• _RAW DATA_
---+---

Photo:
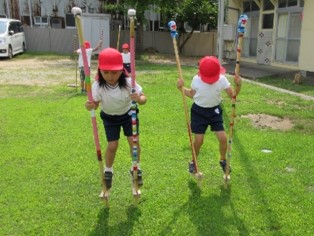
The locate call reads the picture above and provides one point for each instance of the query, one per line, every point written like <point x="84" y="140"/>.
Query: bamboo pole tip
<point x="131" y="12"/>
<point x="76" y="11"/>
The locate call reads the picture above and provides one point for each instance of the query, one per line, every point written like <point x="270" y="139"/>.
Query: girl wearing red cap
<point x="126" y="57"/>
<point x="112" y="92"/>
<point x="206" y="111"/>
<point x="89" y="52"/>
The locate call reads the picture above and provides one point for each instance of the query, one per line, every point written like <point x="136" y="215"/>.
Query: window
<point x="268" y="21"/>
<point x="290" y="3"/>
<point x="288" y="37"/>
<point x="268" y="5"/>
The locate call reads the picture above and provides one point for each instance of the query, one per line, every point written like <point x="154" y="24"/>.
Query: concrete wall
<point x="50" y="40"/>
<point x="306" y="59"/>
<point x="63" y="41"/>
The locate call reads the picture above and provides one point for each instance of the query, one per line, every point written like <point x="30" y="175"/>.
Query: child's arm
<point x="188" y="92"/>
<point x="91" y="105"/>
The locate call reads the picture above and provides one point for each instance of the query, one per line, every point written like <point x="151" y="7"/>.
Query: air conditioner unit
<point x="41" y="21"/>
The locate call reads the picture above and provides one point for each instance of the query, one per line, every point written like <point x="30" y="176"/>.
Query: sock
<point x="138" y="166"/>
<point x="110" y="169"/>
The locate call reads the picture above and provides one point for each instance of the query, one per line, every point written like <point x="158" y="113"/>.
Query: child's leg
<point x="222" y="138"/>
<point x="198" y="142"/>
<point x="110" y="153"/>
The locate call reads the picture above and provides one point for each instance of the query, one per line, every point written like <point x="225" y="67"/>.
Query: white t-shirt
<point x="208" y="95"/>
<point x="126" y="57"/>
<point x="114" y="101"/>
<point x="89" y="52"/>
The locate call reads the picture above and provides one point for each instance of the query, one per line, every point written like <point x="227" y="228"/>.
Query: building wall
<point x="65" y="40"/>
<point x="307" y="36"/>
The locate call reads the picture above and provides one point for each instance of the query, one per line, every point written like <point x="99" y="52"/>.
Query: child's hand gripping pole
<point x="241" y="30"/>
<point x="77" y="12"/>
<point x="132" y="17"/>
<point x="173" y="32"/>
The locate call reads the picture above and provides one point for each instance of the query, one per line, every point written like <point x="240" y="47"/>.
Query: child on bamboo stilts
<point x="206" y="89"/>
<point x="89" y="53"/>
<point x="126" y="56"/>
<point x="112" y="92"/>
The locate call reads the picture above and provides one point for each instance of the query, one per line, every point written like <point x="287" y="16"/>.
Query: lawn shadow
<point x="256" y="189"/>
<point x="271" y="219"/>
<point x="123" y="228"/>
<point x="206" y="213"/>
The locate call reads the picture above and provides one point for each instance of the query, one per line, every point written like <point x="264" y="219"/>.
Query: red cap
<point x="125" y="46"/>
<point x="210" y="69"/>
<point x="110" y="59"/>
<point x="86" y="44"/>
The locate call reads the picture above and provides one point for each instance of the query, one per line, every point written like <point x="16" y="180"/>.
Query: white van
<point x="12" y="38"/>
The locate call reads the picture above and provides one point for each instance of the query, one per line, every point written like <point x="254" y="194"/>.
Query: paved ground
<point x="253" y="71"/>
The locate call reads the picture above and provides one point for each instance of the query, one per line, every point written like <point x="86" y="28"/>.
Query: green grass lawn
<point x="49" y="178"/>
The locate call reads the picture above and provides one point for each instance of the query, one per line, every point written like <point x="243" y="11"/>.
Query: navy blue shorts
<point x="127" y="66"/>
<point x="113" y="124"/>
<point x="202" y="117"/>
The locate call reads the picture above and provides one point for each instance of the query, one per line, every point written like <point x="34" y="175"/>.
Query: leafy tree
<point x="140" y="6"/>
<point x="194" y="12"/>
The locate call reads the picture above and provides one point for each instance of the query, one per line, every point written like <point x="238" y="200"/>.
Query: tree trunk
<point x="139" y="36"/>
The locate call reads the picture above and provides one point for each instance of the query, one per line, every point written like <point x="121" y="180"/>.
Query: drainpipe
<point x="30" y="12"/>
<point x="7" y="9"/>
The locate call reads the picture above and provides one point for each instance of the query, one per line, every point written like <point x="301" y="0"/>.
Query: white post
<point x="7" y="9"/>
<point x="30" y="12"/>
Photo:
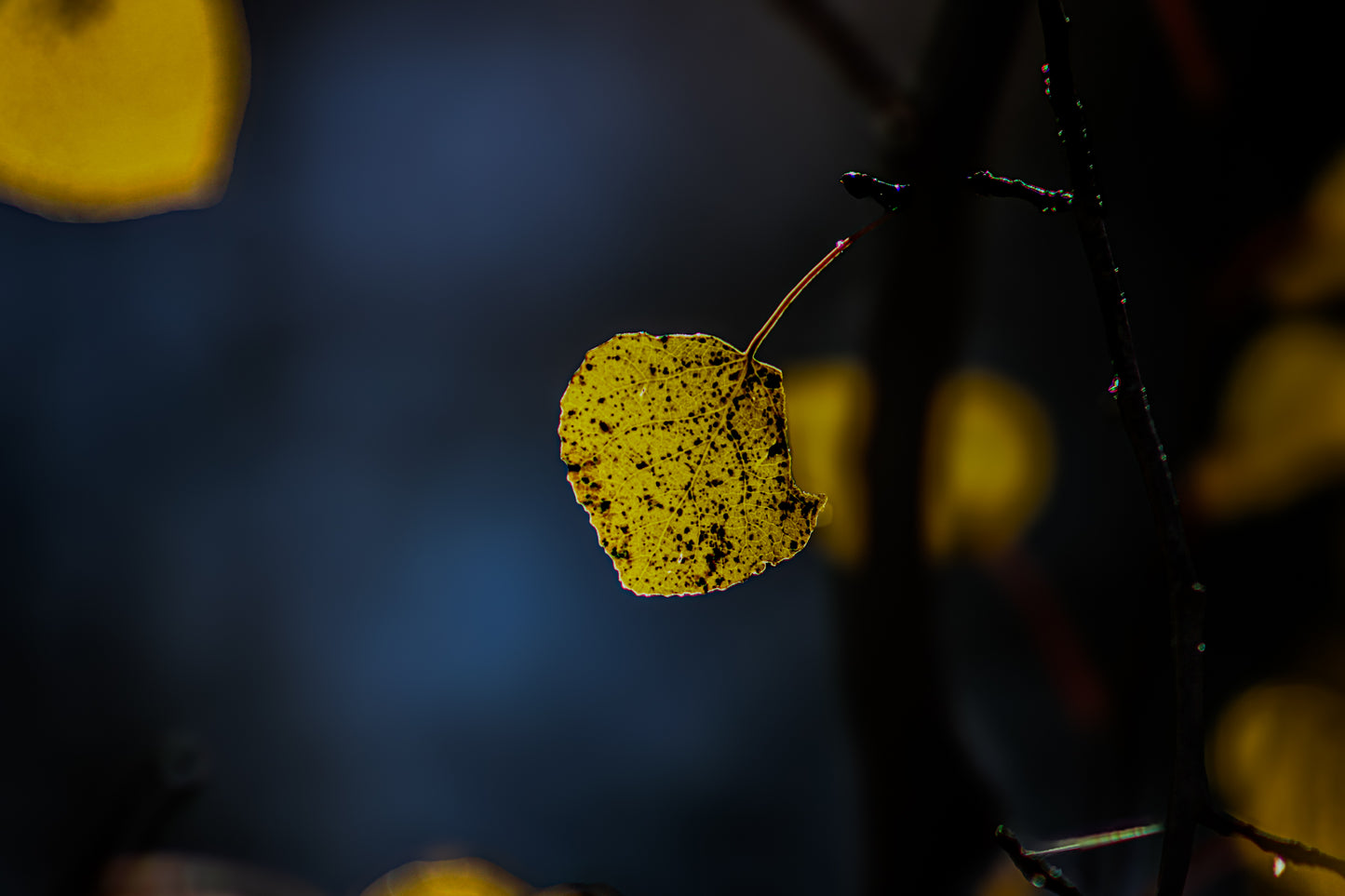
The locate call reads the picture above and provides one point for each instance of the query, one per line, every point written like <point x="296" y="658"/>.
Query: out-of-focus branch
<point x="852" y="60"/>
<point x="1290" y="850"/>
<point x="1036" y="869"/>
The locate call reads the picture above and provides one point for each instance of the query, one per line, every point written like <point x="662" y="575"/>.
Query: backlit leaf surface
<point x="679" y="448"/>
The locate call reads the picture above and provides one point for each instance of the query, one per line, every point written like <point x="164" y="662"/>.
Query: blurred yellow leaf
<point x="1314" y="269"/>
<point x="1277" y="757"/>
<point x="118" y="108"/>
<point x="1282" y="422"/>
<point x="677" y="447"/>
<point x="830" y="416"/>
<point x="451" y="877"/>
<point x="989" y="461"/>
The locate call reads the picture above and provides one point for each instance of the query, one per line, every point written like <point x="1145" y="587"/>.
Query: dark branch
<point x="982" y="183"/>
<point x="1290" y="850"/>
<point x="1037" y="871"/>
<point x="1045" y="201"/>
<point x="852" y="60"/>
<point x="1190" y="791"/>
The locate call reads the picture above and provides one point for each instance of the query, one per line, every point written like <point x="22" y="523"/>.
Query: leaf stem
<point x="818" y="268"/>
<point x="1037" y="871"/>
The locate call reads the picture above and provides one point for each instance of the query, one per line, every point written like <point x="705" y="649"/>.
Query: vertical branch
<point x="1188" y="790"/>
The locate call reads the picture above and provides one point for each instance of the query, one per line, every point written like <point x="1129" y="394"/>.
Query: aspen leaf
<point x="677" y="447"/>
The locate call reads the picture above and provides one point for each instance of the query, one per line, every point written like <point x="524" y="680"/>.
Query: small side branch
<point x="1036" y="869"/>
<point x="1045" y="201"/>
<point x="1290" y="850"/>
<point x="982" y="183"/>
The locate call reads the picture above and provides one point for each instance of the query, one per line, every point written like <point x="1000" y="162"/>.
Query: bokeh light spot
<point x="114" y="109"/>
<point x="1282" y="422"/>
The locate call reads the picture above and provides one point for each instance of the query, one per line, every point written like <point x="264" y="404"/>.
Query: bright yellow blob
<point x="989" y="461"/>
<point x="1275" y="759"/>
<point x="830" y="417"/>
<point x="451" y="877"/>
<point x="114" y="109"/>
<point x="1282" y="422"/>
<point x="1314" y="269"/>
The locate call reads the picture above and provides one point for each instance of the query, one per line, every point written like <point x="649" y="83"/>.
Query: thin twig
<point x="1290" y="850"/>
<point x="1036" y="869"/>
<point x="982" y="183"/>
<point x="1045" y="201"/>
<point x="1190" y="790"/>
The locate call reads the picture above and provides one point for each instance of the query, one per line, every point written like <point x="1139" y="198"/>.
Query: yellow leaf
<point x="451" y="877"/>
<point x="118" y="108"/>
<point x="677" y="447"/>
<point x="989" y="459"/>
<point x="1275" y="759"/>
<point x="830" y="415"/>
<point x="1282" y="422"/>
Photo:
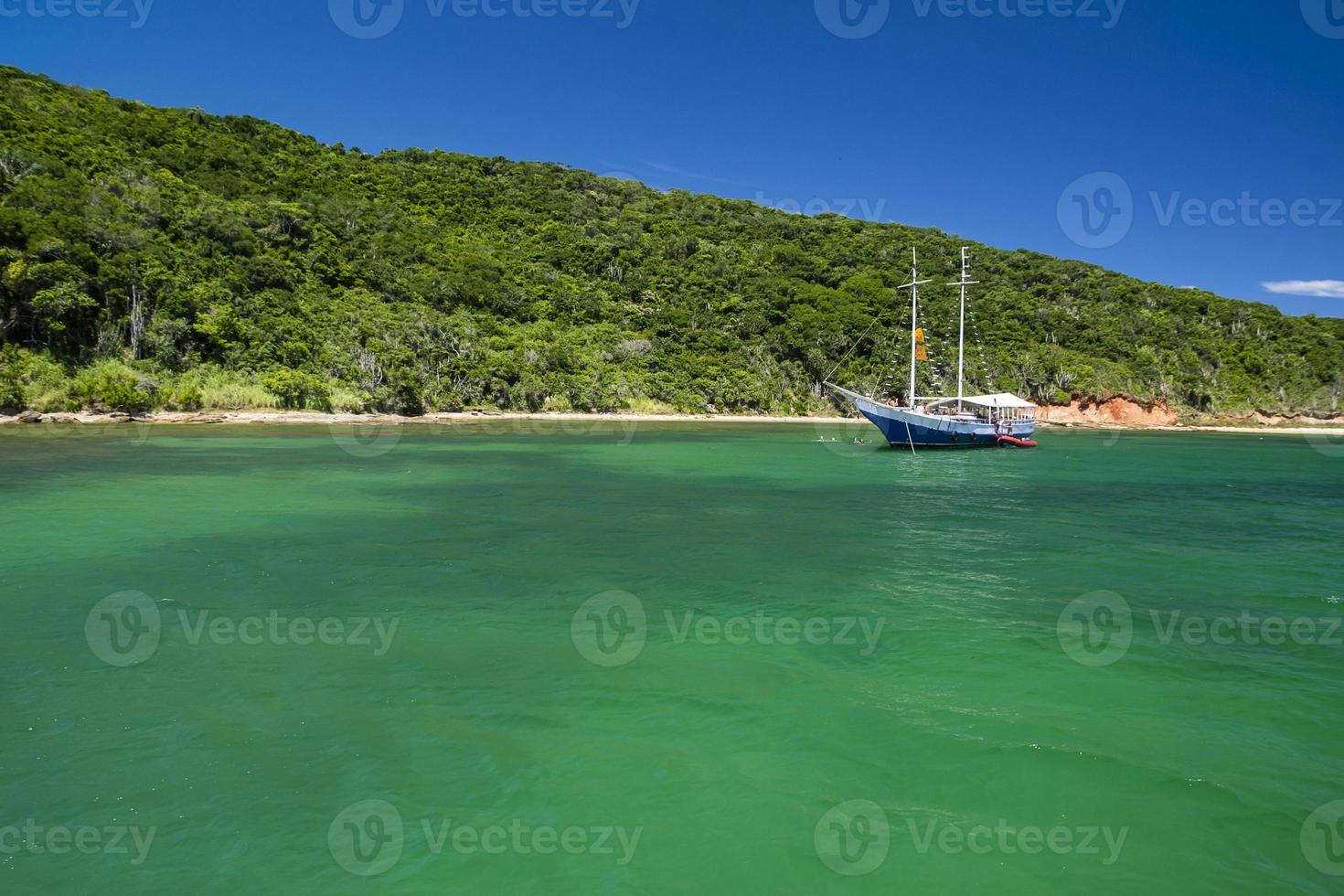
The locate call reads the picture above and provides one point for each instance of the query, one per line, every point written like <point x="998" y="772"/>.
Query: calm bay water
<point x="668" y="658"/>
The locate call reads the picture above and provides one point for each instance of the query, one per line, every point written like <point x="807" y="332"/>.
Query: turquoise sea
<point x="522" y="657"/>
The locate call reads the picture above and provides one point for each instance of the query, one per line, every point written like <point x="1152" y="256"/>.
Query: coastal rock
<point x="1115" y="410"/>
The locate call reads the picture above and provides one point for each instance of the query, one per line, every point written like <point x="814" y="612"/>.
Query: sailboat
<point x="965" y="421"/>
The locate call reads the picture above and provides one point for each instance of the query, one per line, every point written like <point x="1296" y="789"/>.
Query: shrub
<point x="297" y="389"/>
<point x="187" y="398"/>
<point x="112" y="386"/>
<point x="14" y="367"/>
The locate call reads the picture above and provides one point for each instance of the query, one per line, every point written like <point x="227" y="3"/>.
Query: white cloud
<point x="1321" y="288"/>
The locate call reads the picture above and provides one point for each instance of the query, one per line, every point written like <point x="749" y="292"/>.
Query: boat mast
<point x="961" y="343"/>
<point x="914" y="317"/>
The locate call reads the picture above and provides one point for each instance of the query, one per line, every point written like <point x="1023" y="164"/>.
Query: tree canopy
<point x="169" y="258"/>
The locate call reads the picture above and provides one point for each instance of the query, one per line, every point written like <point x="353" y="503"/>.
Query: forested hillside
<point x="169" y="258"/>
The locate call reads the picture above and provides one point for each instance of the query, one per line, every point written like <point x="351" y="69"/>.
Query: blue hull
<point x="914" y="429"/>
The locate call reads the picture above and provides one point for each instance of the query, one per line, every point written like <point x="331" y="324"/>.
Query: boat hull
<point x="903" y="427"/>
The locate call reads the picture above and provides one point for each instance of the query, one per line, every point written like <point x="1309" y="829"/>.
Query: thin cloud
<point x="683" y="172"/>
<point x="1316" y="288"/>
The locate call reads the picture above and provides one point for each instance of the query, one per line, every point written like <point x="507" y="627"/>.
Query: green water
<point x="728" y="758"/>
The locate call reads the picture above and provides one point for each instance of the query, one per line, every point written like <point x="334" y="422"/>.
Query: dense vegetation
<point x="169" y="258"/>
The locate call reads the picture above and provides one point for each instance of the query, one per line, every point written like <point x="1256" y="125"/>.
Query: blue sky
<point x="1189" y="143"/>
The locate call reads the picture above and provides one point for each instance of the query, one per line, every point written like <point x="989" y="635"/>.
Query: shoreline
<point x="168" y="418"/>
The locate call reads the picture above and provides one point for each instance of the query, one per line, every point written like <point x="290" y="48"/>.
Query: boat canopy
<point x="997" y="402"/>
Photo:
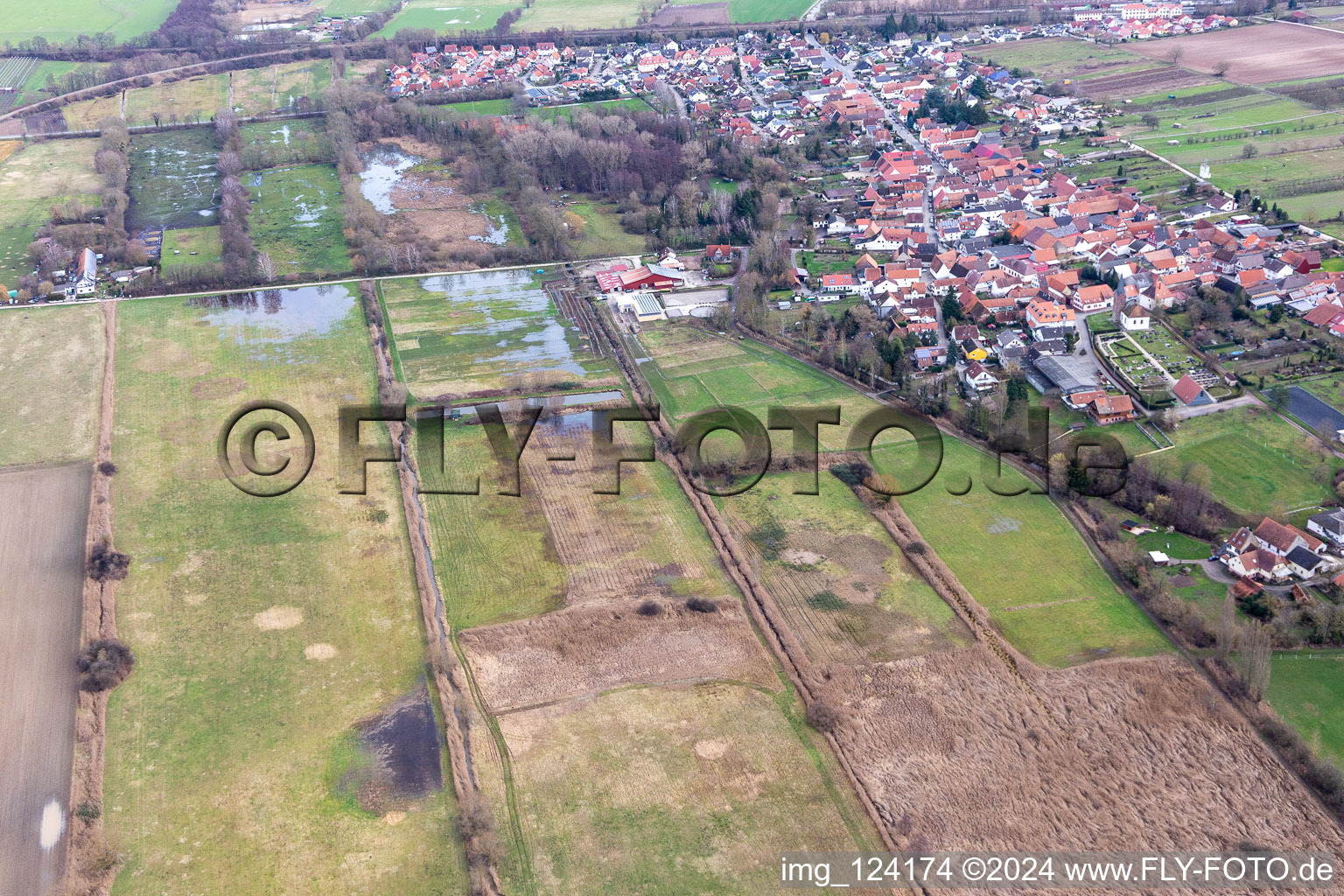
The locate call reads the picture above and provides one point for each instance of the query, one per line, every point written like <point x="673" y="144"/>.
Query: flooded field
<point x="296" y="220"/>
<point x="42" y="544"/>
<point x="277" y="315"/>
<point x="173" y="182"/>
<point x="383" y="170"/>
<point x="486" y="333"/>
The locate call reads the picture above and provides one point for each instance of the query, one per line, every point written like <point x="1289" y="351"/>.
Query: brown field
<point x="586" y="650"/>
<point x="42" y="551"/>
<point x="1138" y="83"/>
<point x="62" y="346"/>
<point x="1260" y="54"/>
<point x="1121" y="754"/>
<point x="652" y="713"/>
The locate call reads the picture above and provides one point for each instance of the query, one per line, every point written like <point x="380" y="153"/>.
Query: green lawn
<point x="1025" y="564"/>
<point x="191" y="246"/>
<point x="38" y="176"/>
<point x="672" y="790"/>
<point x="52" y="360"/>
<point x="72" y="18"/>
<point x="1256" y="462"/>
<point x="1306" y="688"/>
<point x="766" y="10"/>
<point x="486" y="333"/>
<point x="602" y="231"/>
<point x="296" y="216"/>
<point x="844" y="589"/>
<point x="443" y="18"/>
<point x="265" y="629"/>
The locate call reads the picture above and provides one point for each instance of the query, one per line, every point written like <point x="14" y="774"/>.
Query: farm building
<point x="1190" y="393"/>
<point x="644" y="305"/>
<point x="642" y="277"/>
<point x="1113" y="409"/>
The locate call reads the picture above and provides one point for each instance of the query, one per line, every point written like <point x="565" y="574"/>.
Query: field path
<point x="444" y="662"/>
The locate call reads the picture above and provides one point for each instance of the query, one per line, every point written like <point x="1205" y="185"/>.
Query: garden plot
<point x="486" y="333"/>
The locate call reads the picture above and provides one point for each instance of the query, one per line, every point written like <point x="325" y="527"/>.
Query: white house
<point x="1135" y="318"/>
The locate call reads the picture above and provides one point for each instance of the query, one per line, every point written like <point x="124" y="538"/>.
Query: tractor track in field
<point x="761" y="606"/>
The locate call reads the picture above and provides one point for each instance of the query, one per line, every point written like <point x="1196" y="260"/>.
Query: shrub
<point x="107" y="564"/>
<point x="827" y="599"/>
<point x="104" y="664"/>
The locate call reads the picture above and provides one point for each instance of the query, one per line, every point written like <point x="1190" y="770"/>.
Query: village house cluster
<point x="1140" y="20"/>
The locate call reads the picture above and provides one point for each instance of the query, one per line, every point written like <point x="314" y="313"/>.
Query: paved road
<point x="1242" y="401"/>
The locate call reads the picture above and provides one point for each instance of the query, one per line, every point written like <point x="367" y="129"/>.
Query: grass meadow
<point x="843" y="586"/>
<point x="676" y="790"/>
<point x="34" y="178"/>
<point x="263" y="627"/>
<point x="191" y="246"/>
<point x="52" y="360"/>
<point x="66" y="20"/>
<point x="1306" y="688"/>
<point x="602" y="233"/>
<point x="296" y="218"/>
<point x="486" y="333"/>
<point x="1019" y="556"/>
<point x="1023" y="562"/>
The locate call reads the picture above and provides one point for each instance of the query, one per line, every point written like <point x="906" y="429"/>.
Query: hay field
<point x="668" y="790"/>
<point x="845" y="590"/>
<point x="42" y="555"/>
<point x="608" y="555"/>
<point x="1256" y="462"/>
<point x="32" y="180"/>
<point x="1112" y="755"/>
<point x="52" y="374"/>
<point x="1019" y="556"/>
<point x="486" y="333"/>
<point x="296" y="220"/>
<point x="280" y="88"/>
<point x="1025" y="564"/>
<point x="72" y="18"/>
<point x="691" y="369"/>
<point x="1306" y="687"/>
<point x="265" y="629"/>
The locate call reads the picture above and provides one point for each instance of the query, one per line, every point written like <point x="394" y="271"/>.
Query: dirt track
<point x="42" y="547"/>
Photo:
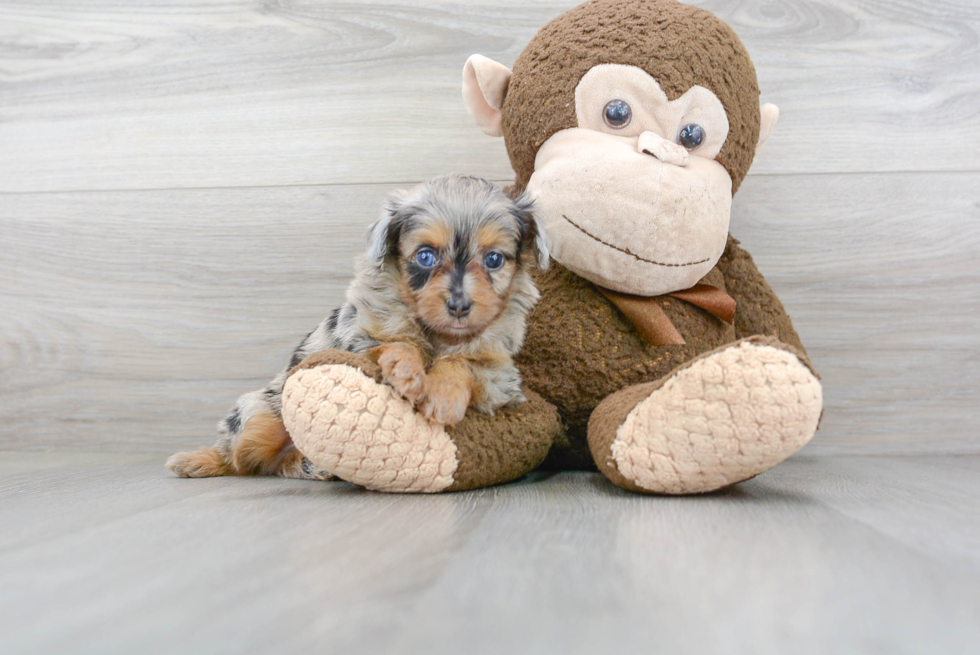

---+---

• _DIRECTIONS_
Pick out each line of the data above that contains the word "tree". Case matters.

• _COMPLETE ANSWER_
Query: leafy tree
Query: tree trunk
Query: tree canopy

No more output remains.